■ **ИСХОДНЫЙ ФРАГМЕНТ**:
То было моё первое знакомство с Пянджем, о котором рассказывал ещё учитель в школе: «Пянджем называются верховья Амударьи, он является пограничной рекой, по ту сторону которого простирается Афганистан и в заоблачные высоты уходят снеговые вершины Гиндукуша. Пяндж — по-таджикски значит „пять“, потому что образуется из пяти рек».

Из каких пяти рек, учитель так и не сказал. Возможно, он не считал нужным загромождать память своих учеников, ибо зубрёжка названий третьестепенных городов, рек, гор вряд ли столь уж нужна. Какие реки составляют Пяндж, я усвоил уже в университете, когда сдавал зачёт по немой карте. Помню, что это был трудный зачёт. Преподаватель на карте указывал хребет, вершину, озеро, остров, город. Я отвечал: Хамар-Дабан, Казбек, Зайсан, Кадьяк, Златоуст. Перечисляя же с запада на восток сибирские реки, стекающие в Северный Ледовитый океан, я запнулся на Оленеке и мучительно долго вспоминал его название. А вот из каких рек составляется Амударья, как будто знал: из Вахша и Пянджа; Вахш в верховьях называется Сурхоб и Кызылсу. Пяндж образуется реками: Ваханом, Памиром, Гунтом, Бартангом и Ванчем[61].

■ **ЗАДАНИЯ К УПРАЖНЕНИЮ**:
#1 Извлеките дословно из фрагмента о Пяндже участок от слов «Из каких пяти» до слов «Бартангом и Ванчем[61].» включительно.
#2 Скопируйте без изменений строки записей от строки с «Given the scene above, your job is to locate the roof» до строки с «[289,355,385,421]» включительно.
Фрагмент и записи взяты из разных источников.

■ **ИСХОДНЫЕ ДАННЫЕ**:
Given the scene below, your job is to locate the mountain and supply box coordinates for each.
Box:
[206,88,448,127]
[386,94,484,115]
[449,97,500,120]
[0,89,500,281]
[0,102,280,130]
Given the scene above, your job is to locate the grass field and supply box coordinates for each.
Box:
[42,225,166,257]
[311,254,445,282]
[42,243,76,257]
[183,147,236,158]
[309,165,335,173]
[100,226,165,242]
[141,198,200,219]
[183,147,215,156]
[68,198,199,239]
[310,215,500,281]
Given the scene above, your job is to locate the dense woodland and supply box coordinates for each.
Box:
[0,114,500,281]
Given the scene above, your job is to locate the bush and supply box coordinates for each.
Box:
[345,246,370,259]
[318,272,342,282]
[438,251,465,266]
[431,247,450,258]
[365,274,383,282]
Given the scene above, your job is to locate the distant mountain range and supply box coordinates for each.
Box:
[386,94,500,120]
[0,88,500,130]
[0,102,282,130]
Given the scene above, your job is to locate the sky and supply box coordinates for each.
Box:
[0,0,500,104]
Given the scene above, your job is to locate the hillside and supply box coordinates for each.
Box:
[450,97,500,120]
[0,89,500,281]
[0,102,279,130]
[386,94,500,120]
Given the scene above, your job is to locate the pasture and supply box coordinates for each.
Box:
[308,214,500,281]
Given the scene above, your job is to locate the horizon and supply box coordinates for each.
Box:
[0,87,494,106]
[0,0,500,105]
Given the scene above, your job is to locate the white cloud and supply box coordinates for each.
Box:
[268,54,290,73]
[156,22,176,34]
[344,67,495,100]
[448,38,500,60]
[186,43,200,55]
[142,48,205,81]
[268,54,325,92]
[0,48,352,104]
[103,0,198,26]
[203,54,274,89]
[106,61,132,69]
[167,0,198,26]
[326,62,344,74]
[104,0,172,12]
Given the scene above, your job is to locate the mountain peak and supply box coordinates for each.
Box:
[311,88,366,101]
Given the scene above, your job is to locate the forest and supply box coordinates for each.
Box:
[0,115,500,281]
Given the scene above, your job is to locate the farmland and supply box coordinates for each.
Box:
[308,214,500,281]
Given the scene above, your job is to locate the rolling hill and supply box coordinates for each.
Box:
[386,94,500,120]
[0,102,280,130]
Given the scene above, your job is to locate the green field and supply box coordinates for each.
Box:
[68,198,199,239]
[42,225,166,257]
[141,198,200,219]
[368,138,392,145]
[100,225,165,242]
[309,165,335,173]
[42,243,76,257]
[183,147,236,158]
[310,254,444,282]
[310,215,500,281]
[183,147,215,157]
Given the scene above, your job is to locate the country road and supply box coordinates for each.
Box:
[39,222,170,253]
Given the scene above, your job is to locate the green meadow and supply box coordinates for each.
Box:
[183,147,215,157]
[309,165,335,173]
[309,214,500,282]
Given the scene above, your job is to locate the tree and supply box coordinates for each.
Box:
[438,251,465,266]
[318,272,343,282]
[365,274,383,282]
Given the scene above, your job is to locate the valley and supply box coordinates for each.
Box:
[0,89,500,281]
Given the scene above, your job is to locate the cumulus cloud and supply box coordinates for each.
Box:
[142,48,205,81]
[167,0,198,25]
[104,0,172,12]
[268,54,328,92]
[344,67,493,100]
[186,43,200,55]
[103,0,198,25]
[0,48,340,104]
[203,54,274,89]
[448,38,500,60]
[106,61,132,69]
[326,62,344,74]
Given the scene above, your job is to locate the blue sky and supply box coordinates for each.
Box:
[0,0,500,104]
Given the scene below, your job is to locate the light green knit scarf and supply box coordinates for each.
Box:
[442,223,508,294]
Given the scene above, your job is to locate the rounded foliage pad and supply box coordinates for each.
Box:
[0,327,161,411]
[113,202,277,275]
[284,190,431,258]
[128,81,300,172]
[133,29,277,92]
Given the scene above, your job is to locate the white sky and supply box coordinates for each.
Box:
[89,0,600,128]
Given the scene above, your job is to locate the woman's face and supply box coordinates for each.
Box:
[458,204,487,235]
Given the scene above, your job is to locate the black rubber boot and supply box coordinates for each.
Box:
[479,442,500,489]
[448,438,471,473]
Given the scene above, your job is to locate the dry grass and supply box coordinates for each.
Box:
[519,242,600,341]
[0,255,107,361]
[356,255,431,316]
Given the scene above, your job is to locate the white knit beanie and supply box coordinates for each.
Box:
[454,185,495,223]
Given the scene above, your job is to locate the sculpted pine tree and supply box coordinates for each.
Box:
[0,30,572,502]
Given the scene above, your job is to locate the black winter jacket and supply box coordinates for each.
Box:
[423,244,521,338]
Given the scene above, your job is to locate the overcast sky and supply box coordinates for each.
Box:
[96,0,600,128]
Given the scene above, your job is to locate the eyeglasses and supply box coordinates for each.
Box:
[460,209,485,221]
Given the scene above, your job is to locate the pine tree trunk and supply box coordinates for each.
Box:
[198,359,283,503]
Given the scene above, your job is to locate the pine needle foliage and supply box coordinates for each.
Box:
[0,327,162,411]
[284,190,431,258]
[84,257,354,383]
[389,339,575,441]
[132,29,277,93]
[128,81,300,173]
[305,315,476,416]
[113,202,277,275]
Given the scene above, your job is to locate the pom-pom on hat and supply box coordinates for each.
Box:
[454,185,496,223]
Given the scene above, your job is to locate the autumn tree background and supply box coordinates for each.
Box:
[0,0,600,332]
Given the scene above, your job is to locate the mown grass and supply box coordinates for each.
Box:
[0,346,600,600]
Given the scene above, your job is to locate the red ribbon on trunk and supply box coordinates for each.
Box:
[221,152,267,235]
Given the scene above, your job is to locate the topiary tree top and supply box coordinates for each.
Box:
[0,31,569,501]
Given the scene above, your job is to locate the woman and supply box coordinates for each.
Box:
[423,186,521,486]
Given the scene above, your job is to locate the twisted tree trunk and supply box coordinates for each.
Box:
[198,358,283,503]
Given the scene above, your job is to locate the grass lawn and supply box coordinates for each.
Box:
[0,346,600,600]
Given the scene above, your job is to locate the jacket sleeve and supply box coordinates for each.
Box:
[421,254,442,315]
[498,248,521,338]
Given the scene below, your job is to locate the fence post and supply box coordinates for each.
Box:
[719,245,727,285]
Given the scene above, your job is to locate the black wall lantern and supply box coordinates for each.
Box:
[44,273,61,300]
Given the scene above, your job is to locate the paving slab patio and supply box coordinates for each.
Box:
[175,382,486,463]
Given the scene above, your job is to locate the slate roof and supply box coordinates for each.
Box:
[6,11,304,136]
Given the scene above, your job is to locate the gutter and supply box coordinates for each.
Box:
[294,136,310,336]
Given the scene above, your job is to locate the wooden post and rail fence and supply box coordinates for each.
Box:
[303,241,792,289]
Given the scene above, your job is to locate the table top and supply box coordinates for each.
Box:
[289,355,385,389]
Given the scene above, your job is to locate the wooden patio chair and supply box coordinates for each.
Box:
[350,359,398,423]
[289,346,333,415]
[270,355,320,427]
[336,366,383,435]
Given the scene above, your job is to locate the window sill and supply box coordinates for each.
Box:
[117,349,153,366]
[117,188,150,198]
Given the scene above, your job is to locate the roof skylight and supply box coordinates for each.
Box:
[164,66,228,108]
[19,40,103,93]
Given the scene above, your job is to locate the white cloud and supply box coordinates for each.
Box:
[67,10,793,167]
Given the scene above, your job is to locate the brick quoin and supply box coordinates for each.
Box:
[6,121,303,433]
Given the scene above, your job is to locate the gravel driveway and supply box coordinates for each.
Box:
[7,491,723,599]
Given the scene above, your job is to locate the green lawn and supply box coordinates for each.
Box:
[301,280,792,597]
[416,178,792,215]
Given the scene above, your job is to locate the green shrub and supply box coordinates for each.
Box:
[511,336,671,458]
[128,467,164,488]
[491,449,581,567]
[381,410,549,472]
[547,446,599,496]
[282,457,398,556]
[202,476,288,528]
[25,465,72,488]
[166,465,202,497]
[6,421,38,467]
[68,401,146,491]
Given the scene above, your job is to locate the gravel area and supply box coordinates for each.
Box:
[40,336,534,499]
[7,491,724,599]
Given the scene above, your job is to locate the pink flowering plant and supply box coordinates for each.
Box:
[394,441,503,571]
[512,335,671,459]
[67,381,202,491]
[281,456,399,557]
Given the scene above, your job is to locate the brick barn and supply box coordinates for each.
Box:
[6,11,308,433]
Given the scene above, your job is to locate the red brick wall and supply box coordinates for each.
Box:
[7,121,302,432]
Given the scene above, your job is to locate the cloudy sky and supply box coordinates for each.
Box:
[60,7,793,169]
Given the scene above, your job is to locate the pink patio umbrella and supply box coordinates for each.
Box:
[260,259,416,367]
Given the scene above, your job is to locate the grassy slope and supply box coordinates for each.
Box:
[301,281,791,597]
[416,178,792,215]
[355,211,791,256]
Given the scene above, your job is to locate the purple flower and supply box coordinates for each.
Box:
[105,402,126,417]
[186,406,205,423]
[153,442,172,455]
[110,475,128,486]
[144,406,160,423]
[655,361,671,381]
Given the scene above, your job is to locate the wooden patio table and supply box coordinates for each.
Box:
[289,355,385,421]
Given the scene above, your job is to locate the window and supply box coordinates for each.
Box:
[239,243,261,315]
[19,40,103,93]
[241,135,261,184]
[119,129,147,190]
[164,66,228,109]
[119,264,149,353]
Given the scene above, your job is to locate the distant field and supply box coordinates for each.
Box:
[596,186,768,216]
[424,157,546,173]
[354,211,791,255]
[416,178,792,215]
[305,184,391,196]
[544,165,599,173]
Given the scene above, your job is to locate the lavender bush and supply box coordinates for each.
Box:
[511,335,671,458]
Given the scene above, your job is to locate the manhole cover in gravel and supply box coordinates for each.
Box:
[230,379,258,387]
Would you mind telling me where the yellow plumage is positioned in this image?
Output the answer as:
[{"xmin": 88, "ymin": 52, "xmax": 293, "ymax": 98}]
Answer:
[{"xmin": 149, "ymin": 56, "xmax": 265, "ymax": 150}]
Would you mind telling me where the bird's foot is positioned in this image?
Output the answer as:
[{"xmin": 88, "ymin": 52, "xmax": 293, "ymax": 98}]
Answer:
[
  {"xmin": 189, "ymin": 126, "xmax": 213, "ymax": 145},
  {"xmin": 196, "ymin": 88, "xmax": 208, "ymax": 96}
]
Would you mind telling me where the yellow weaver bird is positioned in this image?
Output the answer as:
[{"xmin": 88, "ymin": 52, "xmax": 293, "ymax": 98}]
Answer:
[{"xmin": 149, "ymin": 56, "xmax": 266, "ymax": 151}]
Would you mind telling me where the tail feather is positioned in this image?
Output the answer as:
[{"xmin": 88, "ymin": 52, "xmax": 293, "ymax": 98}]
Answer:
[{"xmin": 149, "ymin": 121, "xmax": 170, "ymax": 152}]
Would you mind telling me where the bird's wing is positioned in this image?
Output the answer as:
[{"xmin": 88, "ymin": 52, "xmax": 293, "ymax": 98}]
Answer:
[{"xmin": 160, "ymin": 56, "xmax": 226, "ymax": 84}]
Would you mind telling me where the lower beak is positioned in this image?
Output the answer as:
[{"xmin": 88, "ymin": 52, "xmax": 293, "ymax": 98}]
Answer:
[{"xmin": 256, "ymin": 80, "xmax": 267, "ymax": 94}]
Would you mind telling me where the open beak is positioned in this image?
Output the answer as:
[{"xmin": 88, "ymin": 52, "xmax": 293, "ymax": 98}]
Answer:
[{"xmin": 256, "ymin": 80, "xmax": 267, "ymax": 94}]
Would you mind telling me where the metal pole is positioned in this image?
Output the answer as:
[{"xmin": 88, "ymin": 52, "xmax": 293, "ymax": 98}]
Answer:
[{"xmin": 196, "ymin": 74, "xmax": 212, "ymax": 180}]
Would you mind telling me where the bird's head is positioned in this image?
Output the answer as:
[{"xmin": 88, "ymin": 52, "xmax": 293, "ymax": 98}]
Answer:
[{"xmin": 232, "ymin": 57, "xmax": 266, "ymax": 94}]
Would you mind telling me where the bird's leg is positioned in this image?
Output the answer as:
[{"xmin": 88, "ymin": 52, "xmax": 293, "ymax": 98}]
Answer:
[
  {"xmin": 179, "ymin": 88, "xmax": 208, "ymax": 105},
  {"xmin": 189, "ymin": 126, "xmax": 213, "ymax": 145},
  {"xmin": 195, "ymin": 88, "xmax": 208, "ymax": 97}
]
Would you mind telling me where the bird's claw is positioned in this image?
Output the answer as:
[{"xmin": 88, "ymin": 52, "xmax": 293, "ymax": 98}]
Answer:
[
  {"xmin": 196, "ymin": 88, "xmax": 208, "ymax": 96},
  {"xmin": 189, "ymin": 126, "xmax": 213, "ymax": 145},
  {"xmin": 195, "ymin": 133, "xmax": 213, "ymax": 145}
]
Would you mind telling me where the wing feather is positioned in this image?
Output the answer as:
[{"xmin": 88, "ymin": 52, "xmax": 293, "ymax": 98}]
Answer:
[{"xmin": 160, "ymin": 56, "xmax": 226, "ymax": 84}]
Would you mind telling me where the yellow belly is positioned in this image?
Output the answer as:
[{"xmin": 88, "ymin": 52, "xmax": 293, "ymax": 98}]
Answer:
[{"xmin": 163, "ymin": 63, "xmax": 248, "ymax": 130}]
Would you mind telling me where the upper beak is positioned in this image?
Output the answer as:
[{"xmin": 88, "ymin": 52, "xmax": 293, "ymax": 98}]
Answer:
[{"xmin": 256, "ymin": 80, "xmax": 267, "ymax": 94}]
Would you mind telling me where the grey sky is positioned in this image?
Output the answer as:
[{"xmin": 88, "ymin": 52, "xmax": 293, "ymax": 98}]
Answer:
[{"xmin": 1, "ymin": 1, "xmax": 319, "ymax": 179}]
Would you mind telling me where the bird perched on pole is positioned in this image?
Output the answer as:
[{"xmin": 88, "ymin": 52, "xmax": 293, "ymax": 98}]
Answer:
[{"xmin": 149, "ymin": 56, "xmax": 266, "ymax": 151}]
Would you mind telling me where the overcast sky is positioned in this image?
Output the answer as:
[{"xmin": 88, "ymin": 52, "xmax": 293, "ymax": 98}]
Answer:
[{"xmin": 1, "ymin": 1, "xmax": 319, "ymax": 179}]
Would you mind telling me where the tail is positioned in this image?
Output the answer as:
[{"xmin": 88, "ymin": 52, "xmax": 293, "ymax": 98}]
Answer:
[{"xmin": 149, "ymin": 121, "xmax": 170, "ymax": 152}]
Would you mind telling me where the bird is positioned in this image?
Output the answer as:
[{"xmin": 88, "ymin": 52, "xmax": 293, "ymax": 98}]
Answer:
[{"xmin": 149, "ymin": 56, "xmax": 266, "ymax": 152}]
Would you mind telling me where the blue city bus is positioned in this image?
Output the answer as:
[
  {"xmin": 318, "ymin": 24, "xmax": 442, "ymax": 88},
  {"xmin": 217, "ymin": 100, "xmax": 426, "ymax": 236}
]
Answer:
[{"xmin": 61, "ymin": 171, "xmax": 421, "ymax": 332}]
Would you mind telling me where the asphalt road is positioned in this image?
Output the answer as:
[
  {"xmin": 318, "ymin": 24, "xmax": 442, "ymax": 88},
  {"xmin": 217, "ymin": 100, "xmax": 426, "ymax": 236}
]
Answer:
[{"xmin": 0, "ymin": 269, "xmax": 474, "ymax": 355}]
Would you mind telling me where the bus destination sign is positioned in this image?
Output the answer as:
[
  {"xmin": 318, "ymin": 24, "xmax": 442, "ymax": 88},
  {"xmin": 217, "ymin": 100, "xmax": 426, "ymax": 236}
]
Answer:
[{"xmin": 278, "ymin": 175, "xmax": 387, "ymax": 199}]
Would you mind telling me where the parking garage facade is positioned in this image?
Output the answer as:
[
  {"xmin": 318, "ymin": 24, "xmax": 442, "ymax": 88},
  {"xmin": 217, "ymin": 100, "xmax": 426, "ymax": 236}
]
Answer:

■ **ОТВЕТЫ ПО ПОРЯДКУ**:
#1
Из каких пяти рек, учитель так и не сказал. Возможно, он не считал нужным загромождать память своих учеников, ибо зубрёжка названий третьестепенных городов, рек, гор вряд ли столь уж нужна. Какие реки составляют Пяндж, я усвоил уже в университете, когда сдавал зачёт по немой карте. Помню, что это был трудный зачёт. Преподаватель на карте указывал хребет, вершину, озеро, остров, город. Я отвечал: Хамар-Дабан, Казбек, Зайсан, Кадьяк, Златоуст. Перечисляя же с запада на восток сибирские реки, стекающие в Северный Ледовитый океан, я запнулся на Оленеке и мучительно долго вспоминал его название. А вот из каких рек составляется Амударья, как будто знал: из Вахша и Пянджа; Вахш в верховьях называется Сурхоб и Кызылсу. Пяндж образуется реками: Ваханом, Памиром, Гунтом, Бартангом и Ванчем[61].

#2
Given the scene above, your job is to locate the roof skylight and supply box coordinates for each.
Box:
[164,66,228,108]
[19,40,103,93]
Given the scene above, your job is to locate the white cloud and supply box coordinates for each.
Box:
[67,10,793,167]
Given the scene above, your job is to locate the brick quoin and supply box coordinates for each.
Box:
[6,121,303,433]
Given the scene above, your job is to locate the gravel driveway and supply box coordinates for each.
Box:
[7,491,723,599]
Given the scene above, your job is to locate the green lawn and supply box coordinates for each.
Box:
[301,280,792,597]
[416,178,792,215]
Given the scene above, your job is to locate the green shrub and supply box coordinates for each.
Box:
[511,336,671,458]
[128,467,164,488]
[491,449,581,567]
[381,410,549,472]
[547,446,599,496]
[282,457,398,556]
[202,476,288,528]
[25,465,72,488]
[166,465,202,497]
[6,421,38,467]
[68,401,146,491]
Given the scene above, your job is to locate the gravel area and supply box coordinates for each.
Box:
[40,336,534,499]
[7,491,724,599]
Given the scene above, your job is to locate the pink flowering plant and supply box coordinates for each.
Box:
[394,441,503,571]
[512,335,671,459]
[67,381,202,491]
[281,456,399,557]
Given the scene above, your job is to locate the brick barn and supply box coordinates for each.
Box:
[6,11,308,433]
Given the scene above, your job is to locate the red brick wall and supply box coordinates for each.
Box:
[7,121,302,432]
Given the scene above, your job is to locate the cloudy sky and supply box coordinates for each.
Box:
[60,7,793,169]
Given the scene above, your job is to locate the pink patio umbrella and supply box coordinates for each.
Box:
[260,259,416,367]
Given the scene above, your job is to locate the grassy slope and supply box coordinates for each.
Box:
[301,281,791,597]
[416,178,792,215]
[355,211,791,256]
Given the scene above, your job is to locate the purple flower and supply box coordinates for each.
Box:
[105,402,126,417]
[186,406,205,423]
[153,442,172,455]
[110,475,128,486]
[144,406,160,423]
[655,361,671,381]
Given the scene above, your job is to locate the wooden patio table and supply box coordinates for each.
Box:
[289,355,385,421]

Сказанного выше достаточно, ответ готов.